## Data provided
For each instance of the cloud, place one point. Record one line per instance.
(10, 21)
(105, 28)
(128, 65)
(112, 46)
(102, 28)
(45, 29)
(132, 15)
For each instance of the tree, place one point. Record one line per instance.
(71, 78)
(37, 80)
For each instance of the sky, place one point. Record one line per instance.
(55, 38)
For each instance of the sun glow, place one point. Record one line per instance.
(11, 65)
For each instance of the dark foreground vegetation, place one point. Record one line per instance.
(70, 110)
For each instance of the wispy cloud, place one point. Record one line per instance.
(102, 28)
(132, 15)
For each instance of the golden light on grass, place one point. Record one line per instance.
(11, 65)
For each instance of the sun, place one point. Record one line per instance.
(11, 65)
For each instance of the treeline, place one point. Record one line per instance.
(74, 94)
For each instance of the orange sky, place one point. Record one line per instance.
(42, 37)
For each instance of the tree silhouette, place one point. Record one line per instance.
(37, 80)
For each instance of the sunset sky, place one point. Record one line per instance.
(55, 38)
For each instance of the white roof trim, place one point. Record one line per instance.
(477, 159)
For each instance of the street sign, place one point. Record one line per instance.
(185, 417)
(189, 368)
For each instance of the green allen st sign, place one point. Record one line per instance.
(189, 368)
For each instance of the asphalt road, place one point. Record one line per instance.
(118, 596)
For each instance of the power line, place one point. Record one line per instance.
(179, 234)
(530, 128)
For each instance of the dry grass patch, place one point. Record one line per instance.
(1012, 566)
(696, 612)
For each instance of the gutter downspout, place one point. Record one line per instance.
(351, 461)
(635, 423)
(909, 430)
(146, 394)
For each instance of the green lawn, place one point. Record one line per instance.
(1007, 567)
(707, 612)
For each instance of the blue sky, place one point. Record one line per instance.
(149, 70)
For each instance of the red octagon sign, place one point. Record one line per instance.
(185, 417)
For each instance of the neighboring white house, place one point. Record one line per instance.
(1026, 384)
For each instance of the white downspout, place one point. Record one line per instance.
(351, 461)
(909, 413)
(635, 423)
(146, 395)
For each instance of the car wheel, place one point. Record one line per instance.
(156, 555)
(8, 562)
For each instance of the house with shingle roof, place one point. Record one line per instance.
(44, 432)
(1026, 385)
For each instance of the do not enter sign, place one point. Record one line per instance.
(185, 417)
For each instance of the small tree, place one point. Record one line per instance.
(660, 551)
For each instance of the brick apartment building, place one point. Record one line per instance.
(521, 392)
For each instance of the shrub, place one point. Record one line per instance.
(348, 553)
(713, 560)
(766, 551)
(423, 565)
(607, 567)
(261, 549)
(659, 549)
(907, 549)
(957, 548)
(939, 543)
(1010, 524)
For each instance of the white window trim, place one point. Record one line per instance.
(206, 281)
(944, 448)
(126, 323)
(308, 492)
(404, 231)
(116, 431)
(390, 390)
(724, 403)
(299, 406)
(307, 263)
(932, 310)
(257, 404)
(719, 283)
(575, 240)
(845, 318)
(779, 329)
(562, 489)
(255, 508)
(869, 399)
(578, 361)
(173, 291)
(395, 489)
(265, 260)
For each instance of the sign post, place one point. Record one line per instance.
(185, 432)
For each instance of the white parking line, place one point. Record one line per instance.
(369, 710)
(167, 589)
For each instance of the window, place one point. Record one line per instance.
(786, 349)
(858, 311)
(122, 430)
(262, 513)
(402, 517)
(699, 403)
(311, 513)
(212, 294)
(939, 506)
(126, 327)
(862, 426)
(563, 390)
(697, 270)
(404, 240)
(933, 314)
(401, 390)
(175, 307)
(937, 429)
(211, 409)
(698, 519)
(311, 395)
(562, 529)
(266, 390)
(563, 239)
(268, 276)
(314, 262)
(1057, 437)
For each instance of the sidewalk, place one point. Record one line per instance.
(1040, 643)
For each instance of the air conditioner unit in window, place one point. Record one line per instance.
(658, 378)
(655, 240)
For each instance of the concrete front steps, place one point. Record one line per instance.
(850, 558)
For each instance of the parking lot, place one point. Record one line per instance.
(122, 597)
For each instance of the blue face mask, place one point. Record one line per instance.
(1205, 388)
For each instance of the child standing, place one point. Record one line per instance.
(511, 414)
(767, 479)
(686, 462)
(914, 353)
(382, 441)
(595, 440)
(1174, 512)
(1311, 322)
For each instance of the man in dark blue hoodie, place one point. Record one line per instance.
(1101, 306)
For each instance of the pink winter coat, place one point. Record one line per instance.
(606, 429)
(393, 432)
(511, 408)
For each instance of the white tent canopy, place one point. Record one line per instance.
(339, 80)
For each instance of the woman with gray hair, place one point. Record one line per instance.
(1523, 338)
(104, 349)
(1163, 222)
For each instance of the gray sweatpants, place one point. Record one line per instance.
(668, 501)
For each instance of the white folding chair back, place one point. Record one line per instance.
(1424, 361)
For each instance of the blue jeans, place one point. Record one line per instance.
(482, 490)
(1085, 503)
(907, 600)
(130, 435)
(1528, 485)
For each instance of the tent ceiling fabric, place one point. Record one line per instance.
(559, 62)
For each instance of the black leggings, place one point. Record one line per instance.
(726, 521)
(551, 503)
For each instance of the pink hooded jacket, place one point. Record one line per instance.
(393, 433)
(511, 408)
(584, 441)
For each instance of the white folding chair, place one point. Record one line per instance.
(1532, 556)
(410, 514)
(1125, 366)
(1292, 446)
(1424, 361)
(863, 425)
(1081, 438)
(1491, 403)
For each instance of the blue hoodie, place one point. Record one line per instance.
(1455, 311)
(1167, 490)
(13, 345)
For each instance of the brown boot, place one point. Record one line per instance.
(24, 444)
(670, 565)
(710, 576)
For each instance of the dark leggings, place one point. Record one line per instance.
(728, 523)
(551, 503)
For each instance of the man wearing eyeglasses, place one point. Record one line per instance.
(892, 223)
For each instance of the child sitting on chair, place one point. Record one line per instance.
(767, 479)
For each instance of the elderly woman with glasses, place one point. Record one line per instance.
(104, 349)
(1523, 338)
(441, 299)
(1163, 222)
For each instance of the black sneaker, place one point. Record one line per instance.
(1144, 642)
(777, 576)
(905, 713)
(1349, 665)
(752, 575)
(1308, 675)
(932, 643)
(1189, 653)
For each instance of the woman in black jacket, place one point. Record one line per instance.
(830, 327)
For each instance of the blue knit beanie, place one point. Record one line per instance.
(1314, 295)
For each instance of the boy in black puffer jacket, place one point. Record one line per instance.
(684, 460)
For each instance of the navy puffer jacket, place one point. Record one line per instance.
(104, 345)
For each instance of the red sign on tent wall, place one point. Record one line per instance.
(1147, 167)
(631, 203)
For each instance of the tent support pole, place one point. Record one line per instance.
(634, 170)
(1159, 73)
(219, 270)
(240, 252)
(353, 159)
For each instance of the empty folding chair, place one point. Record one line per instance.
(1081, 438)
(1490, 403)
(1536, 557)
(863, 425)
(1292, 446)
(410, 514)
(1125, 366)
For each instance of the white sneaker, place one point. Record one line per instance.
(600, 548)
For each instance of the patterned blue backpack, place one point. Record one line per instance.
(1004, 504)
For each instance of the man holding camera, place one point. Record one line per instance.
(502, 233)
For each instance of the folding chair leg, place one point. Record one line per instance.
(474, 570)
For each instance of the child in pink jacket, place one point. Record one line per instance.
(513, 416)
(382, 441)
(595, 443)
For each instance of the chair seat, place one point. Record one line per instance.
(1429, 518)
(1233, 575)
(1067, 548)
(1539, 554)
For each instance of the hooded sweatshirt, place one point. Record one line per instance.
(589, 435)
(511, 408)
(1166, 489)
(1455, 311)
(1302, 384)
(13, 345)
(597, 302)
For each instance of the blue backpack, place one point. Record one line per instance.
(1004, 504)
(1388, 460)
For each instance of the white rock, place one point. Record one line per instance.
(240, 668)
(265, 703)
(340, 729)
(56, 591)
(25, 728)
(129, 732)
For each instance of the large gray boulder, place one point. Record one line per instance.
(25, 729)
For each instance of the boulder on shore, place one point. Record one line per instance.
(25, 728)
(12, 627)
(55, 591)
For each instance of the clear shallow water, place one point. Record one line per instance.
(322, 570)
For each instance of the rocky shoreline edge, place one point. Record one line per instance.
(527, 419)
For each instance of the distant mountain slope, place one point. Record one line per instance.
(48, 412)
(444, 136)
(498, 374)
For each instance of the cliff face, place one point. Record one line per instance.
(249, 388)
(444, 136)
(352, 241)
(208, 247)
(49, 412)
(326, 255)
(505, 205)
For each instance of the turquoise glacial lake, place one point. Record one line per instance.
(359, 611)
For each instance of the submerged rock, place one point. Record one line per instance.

## Written exercise
Extract, exactly as they appear, the lines from the one containing "For each instance of the child in" through the final line.

## Full answer
For each instance of the child in pink jacket, place one point. Record one line per instance.
(513, 416)
(382, 441)
(595, 443)
For each instance of the chair seat, place one point. Record one line per instance.
(1429, 518)
(1233, 575)
(1067, 548)
(1539, 554)
For each instance of the hooded sweatshirt, place one point. Record one line per instance.
(589, 435)
(511, 408)
(1166, 489)
(1455, 311)
(1302, 384)
(13, 345)
(597, 302)
For each instance of the blue backpack, place one point. Record one line per instance.
(1004, 504)
(1388, 460)
For each instance of the white rock, place one point. Record one line per instance.
(240, 668)
(265, 703)
(340, 729)
(56, 591)
(25, 728)
(129, 732)
For each instance of the large gray boulder, place one point. Record one line per instance.
(25, 729)
For each instance of the boulder on shore, place one point. Record one line per instance.
(25, 728)
(12, 627)
(55, 591)
For each instance of the clear shallow water, place one point. Record one line per instance.
(322, 570)
For each instance of the rocky shoreline edge, place one point. Record one line per instance.
(527, 419)
For each instance of the distant mountain slope, place one point. Record one line per instance.
(48, 412)
(444, 136)
(498, 374)
For each instance of the cliff face, place one point. Record one line per instance.
(249, 388)
(444, 136)
(352, 241)
(208, 247)
(49, 412)
(326, 255)
(505, 205)
For each instance of the turquoise glacial lake, place one point. Record one line per instance.
(359, 611)
For each instance of the submerged rock, place one point. Record one line per instance.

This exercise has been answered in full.